- **EXERCISE AIM**
The part to set down runs from the first line of the data below through the line with "Put one marker on each instance of the duck's bill", inclusive; write it exactly and leave out the pictures.

*** INPUT FOR THIS TASK Section Begins ***

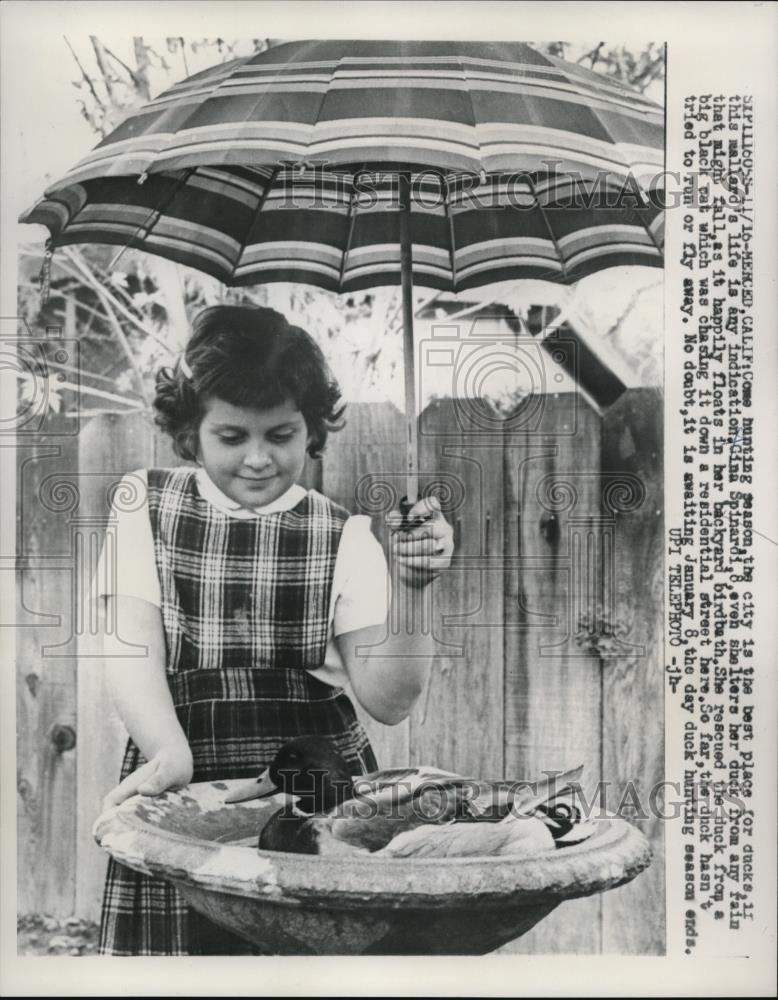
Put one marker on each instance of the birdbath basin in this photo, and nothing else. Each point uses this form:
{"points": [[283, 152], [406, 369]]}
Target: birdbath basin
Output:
{"points": [[294, 904]]}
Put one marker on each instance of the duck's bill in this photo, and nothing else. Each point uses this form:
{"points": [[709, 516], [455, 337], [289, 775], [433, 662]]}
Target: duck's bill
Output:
{"points": [[252, 788]]}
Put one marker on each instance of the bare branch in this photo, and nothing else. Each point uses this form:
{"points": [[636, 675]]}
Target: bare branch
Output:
{"points": [[86, 76], [98, 49]]}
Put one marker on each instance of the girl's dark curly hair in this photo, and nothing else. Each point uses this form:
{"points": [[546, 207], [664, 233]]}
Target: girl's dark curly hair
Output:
{"points": [[250, 357]]}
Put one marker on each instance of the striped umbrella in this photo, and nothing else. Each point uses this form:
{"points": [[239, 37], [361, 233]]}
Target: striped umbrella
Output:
{"points": [[349, 165]]}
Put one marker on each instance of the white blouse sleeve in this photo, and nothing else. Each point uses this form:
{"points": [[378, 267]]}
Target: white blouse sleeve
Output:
{"points": [[126, 565], [361, 585]]}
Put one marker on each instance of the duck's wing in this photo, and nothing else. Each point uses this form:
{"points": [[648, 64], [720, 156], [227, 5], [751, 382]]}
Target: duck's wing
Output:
{"points": [[515, 836], [396, 787], [494, 800], [371, 823]]}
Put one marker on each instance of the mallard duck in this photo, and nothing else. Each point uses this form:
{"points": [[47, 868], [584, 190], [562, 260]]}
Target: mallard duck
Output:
{"points": [[406, 812]]}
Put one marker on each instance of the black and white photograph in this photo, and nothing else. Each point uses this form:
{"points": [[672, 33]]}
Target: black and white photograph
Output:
{"points": [[379, 517]]}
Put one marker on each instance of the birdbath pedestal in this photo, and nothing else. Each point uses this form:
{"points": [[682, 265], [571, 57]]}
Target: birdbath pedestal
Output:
{"points": [[295, 904]]}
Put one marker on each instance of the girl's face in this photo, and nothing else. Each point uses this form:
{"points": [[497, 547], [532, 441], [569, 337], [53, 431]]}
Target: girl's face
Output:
{"points": [[253, 456]]}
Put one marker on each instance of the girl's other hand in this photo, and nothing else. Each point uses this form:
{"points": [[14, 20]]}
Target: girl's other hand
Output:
{"points": [[424, 549], [170, 768]]}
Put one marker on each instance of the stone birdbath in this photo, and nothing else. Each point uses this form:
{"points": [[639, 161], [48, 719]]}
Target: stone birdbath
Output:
{"points": [[293, 904]]}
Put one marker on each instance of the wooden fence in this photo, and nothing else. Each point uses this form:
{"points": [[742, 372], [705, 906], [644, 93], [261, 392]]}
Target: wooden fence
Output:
{"points": [[548, 626]]}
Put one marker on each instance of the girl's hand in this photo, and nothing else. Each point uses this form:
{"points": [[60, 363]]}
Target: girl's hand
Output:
{"points": [[421, 552], [170, 768]]}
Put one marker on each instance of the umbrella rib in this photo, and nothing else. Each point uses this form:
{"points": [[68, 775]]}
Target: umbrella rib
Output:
{"points": [[452, 244], [154, 215], [260, 205], [548, 227], [351, 220]]}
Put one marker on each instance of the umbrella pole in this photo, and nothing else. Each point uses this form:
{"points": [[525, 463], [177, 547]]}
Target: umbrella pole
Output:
{"points": [[406, 274]]}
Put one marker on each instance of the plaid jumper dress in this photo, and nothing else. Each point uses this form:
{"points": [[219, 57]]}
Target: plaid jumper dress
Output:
{"points": [[245, 608]]}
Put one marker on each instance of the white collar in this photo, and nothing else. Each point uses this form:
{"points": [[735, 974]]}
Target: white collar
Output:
{"points": [[211, 492]]}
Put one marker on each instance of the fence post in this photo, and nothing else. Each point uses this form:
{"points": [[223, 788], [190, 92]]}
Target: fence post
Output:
{"points": [[633, 680], [553, 709], [110, 447], [460, 460], [45, 670]]}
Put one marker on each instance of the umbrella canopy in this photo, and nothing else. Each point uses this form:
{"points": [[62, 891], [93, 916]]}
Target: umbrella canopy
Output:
{"points": [[500, 141], [354, 164]]}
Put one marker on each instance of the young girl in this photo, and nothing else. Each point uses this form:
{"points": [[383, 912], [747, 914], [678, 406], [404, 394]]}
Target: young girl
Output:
{"points": [[247, 596]]}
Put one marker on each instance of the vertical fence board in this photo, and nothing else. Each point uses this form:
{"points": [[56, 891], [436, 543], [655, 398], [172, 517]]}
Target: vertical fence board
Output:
{"points": [[465, 689], [110, 447], [553, 711], [45, 688], [633, 689], [362, 470]]}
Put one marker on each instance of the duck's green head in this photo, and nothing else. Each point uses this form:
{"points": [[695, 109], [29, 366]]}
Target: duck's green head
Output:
{"points": [[310, 769]]}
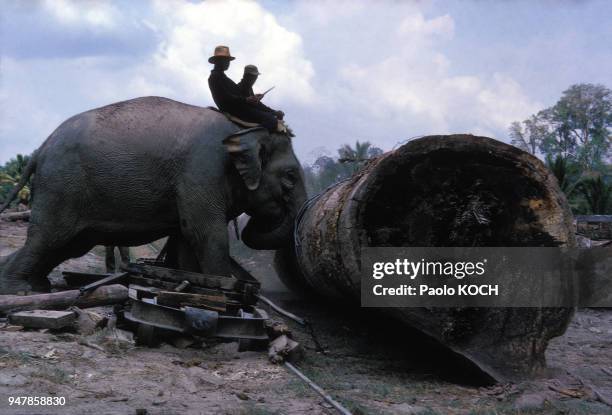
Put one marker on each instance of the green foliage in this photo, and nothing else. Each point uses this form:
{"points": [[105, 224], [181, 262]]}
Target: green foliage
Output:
{"points": [[10, 174], [597, 195], [326, 170], [575, 137]]}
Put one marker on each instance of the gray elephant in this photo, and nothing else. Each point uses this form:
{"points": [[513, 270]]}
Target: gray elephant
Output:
{"points": [[135, 171]]}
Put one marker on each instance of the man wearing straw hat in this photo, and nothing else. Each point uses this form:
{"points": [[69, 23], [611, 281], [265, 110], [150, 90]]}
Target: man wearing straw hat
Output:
{"points": [[228, 96]]}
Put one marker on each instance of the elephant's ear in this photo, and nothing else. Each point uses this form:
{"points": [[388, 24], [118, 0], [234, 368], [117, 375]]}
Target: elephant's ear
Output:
{"points": [[244, 148]]}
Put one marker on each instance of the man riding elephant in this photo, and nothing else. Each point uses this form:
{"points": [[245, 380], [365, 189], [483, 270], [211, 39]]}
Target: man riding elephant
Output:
{"points": [[229, 98], [136, 171], [251, 73]]}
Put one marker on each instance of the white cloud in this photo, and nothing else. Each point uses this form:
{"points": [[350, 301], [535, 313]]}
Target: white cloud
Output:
{"points": [[94, 13], [192, 30]]}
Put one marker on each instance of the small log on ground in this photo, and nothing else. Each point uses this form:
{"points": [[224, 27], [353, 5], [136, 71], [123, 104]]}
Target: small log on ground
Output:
{"points": [[15, 216], [105, 295], [43, 319]]}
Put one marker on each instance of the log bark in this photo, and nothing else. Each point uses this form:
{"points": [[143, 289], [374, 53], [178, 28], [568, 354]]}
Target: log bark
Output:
{"points": [[15, 216], [418, 195], [105, 295]]}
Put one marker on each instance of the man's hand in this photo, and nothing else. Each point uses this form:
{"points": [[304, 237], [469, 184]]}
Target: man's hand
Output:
{"points": [[254, 98]]}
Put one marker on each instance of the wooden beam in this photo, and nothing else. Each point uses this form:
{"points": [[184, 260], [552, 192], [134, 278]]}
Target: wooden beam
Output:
{"points": [[105, 295], [43, 319]]}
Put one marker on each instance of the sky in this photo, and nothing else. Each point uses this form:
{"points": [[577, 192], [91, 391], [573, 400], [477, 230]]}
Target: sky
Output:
{"points": [[381, 71]]}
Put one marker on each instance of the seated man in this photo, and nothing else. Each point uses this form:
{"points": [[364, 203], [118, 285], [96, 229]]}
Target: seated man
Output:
{"points": [[228, 97], [251, 73]]}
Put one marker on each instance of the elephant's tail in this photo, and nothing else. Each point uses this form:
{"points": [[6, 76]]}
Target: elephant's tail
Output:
{"points": [[30, 168]]}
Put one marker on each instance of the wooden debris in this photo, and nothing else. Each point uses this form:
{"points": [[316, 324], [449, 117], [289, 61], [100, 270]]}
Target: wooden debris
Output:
{"points": [[88, 321], [182, 286], [12, 328], [276, 329], [15, 216], [105, 295], [178, 300], [43, 319], [283, 348]]}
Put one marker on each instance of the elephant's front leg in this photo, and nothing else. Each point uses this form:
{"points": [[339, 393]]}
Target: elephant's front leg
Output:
{"points": [[210, 244]]}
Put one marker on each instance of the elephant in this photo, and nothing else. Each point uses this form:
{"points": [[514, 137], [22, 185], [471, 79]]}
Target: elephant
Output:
{"points": [[138, 170]]}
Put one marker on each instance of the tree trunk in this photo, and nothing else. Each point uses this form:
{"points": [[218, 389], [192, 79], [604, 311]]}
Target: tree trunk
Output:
{"points": [[415, 196]]}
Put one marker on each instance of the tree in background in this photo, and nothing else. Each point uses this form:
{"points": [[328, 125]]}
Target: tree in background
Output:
{"points": [[574, 137], [10, 174], [597, 194], [326, 170]]}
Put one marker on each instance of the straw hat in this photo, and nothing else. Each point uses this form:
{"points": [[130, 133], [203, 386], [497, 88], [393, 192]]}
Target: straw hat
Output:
{"points": [[252, 70], [221, 52]]}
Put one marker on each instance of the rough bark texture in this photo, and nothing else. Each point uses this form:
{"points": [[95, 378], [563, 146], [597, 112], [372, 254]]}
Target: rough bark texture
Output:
{"points": [[417, 196], [105, 295]]}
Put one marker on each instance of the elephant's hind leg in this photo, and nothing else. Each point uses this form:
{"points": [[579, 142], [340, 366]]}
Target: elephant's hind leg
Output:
{"points": [[27, 269]]}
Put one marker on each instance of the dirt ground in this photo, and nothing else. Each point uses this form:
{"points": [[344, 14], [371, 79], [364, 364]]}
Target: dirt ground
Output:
{"points": [[367, 366]]}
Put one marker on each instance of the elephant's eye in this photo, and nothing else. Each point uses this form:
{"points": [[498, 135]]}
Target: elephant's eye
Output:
{"points": [[289, 178]]}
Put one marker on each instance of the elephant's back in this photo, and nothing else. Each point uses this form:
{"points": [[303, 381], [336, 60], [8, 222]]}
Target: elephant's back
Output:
{"points": [[155, 117], [142, 144]]}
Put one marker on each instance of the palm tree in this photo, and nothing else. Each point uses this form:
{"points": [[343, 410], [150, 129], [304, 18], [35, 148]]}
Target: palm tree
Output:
{"points": [[597, 194], [11, 173]]}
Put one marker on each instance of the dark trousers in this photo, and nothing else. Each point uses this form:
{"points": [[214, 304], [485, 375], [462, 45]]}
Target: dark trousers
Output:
{"points": [[251, 113]]}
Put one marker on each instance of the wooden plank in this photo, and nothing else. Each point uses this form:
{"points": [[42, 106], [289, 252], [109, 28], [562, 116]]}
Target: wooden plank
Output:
{"points": [[176, 299], [43, 319], [105, 295], [593, 218], [78, 279], [178, 276], [170, 286]]}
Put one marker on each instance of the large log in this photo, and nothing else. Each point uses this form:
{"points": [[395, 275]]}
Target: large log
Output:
{"points": [[105, 295], [417, 196]]}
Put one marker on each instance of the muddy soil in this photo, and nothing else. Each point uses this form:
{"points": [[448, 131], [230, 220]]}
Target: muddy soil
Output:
{"points": [[370, 366]]}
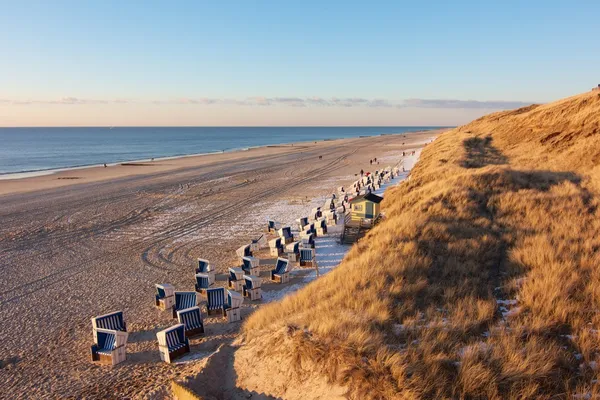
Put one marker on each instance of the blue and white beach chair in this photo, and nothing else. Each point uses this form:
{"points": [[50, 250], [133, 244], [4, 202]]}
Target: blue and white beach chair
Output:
{"points": [[285, 234], [204, 267], [276, 247], [184, 300], [172, 343], [112, 321], [252, 288], [165, 296], [202, 283], [307, 257], [281, 272], [109, 347], [191, 318]]}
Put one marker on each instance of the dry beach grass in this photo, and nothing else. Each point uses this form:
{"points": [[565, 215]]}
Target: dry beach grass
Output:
{"points": [[482, 282]]}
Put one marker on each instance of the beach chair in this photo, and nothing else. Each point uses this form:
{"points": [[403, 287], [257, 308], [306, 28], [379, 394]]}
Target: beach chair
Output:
{"points": [[165, 296], [321, 227], [184, 300], [292, 250], [172, 343], [250, 265], [202, 283], [302, 222], [307, 257], [259, 243], [236, 278], [307, 240], [191, 318], [109, 347], [252, 288], [281, 272], [244, 251], [204, 267], [285, 234], [275, 246], [232, 308], [272, 226], [113, 321]]}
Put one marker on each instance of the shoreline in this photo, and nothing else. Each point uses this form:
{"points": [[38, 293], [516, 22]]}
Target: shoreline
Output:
{"points": [[28, 181], [48, 171]]}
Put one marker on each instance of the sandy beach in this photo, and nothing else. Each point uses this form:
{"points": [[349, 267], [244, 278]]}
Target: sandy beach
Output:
{"points": [[81, 243]]}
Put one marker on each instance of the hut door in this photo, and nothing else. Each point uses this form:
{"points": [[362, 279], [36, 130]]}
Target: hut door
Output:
{"points": [[369, 210]]}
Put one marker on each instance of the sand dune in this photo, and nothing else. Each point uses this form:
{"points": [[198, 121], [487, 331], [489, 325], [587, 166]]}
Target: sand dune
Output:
{"points": [[482, 282]]}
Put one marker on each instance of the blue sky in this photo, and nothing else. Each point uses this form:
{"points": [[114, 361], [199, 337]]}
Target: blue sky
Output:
{"points": [[222, 63]]}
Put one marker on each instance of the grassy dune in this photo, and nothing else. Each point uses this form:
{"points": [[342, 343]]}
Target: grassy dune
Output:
{"points": [[482, 282]]}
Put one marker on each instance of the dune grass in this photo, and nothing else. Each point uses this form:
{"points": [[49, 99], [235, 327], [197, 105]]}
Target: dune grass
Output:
{"points": [[483, 281]]}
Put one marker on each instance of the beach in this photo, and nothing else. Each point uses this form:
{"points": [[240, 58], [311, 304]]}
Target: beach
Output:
{"points": [[84, 242]]}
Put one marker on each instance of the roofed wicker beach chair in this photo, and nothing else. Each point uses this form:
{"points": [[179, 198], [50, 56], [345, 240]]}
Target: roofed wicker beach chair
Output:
{"points": [[204, 267], [285, 234], [165, 296], [244, 251], [109, 347], [191, 318], [252, 287], [292, 250], [307, 257], [275, 246], [236, 278], [307, 240], [302, 222], [184, 300], [321, 227], [259, 243], [202, 283], [281, 273], [172, 343], [112, 321], [250, 265]]}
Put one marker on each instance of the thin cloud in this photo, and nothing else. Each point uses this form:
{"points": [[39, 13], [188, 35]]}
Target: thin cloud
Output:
{"points": [[466, 104]]}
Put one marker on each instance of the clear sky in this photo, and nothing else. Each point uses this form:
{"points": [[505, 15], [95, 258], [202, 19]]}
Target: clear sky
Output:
{"points": [[66, 63]]}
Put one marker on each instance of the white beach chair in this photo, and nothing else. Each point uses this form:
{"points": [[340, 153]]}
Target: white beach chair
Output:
{"points": [[281, 272], [252, 287], [172, 343], [112, 321], [236, 278], [191, 318], [204, 267], [109, 347]]}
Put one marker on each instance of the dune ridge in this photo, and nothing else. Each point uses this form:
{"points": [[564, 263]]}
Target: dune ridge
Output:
{"points": [[482, 281]]}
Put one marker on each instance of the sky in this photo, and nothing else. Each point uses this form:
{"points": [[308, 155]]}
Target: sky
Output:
{"points": [[274, 63]]}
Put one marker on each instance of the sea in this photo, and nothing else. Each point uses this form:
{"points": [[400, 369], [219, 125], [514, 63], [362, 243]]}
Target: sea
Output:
{"points": [[38, 151]]}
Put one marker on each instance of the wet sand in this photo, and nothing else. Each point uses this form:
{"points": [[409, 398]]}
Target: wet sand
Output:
{"points": [[71, 249]]}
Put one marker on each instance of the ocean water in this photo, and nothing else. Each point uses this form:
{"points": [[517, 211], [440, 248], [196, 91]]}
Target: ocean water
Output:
{"points": [[43, 149]]}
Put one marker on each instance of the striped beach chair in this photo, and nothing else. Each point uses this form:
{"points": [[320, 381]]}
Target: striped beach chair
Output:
{"points": [[191, 318], [302, 222], [172, 343], [204, 267], [215, 301], [275, 246], [307, 257], [113, 321], [184, 300], [281, 272], [285, 234], [250, 265], [252, 287], [165, 296], [202, 283], [109, 347]]}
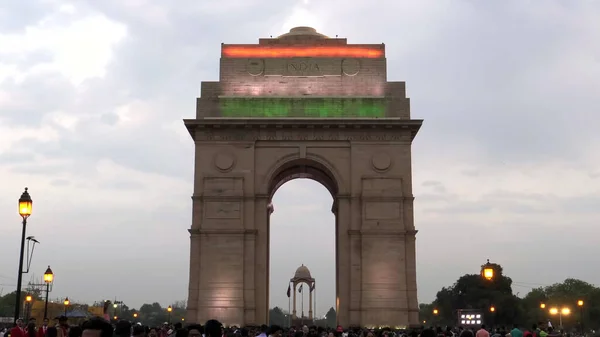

*** INPUT FOR THIS TASK Section Ends ***

- **RESULT OF THIS TASK**
Put one marker on each instance of the birdbath basin in this photo, and nothing else. Each point uses this form:
{"points": [[283, 152], [406, 369]]}
Target: birdbath basin
Output:
{"points": [[294, 904]]}
Put one marker on each instance of the duck's bill in this photo, and nothing else. Each point uses this form:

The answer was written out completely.